Starting at the line that contains "If you could spot the wooden cutting", transcribe every remaining line of the entries exactly, including the last one.

* START ENTRIES SHOWN *

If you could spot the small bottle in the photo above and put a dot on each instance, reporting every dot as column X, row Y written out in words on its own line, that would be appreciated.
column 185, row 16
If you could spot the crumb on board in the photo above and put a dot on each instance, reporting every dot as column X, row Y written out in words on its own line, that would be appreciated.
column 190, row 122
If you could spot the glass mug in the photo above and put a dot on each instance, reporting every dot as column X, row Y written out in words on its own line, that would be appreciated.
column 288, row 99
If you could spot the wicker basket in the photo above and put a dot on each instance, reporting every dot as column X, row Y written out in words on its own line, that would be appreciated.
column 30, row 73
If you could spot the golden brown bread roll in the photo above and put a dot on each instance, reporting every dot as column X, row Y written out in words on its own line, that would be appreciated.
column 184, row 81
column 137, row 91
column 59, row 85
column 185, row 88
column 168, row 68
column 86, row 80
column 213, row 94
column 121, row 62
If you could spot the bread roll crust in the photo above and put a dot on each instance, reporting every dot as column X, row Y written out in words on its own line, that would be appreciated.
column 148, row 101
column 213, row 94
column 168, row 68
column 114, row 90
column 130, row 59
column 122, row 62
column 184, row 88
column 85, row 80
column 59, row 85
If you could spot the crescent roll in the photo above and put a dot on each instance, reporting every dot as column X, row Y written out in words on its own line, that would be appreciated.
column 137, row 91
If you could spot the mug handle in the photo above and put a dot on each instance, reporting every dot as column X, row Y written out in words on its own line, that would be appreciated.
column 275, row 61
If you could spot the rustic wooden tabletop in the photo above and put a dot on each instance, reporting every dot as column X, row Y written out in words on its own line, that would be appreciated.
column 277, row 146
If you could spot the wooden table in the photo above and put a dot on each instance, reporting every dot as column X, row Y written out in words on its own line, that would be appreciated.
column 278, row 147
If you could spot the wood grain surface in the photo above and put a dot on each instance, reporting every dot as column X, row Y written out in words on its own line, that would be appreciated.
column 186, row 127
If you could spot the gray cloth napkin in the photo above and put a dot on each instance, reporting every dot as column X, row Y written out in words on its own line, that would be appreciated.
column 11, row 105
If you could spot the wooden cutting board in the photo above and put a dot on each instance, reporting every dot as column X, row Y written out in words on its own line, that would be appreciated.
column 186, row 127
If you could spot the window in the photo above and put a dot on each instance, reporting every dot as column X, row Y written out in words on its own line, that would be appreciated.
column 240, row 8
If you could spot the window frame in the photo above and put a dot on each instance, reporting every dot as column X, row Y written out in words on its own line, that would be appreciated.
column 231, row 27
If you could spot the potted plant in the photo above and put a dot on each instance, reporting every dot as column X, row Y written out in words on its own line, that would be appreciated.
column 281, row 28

* END ENTRIES SHOWN *

**EXERCISE ANSWER:**
If you could spot the wooden cutting board in the photo above and put a dot on each instance, reporting every dot as column X, row Y written out in words on its own line, that would be appreciated.
column 186, row 127
If you could spot the window in the photo above and put a dot on each instance, reporting every dot as column X, row Y written out in words on its own line, that would be appreciated.
column 240, row 8
If you could spot the window frame in the photo above and put a dot on each instance, reporting every dot as column X, row Y written out in words on its own line, that would be appreciated.
column 231, row 27
If you could spot the potted plant in the photo above and put a dot on each instance, reporting every dot as column X, row Y written out in words on its own line, that would be appreciated.
column 281, row 28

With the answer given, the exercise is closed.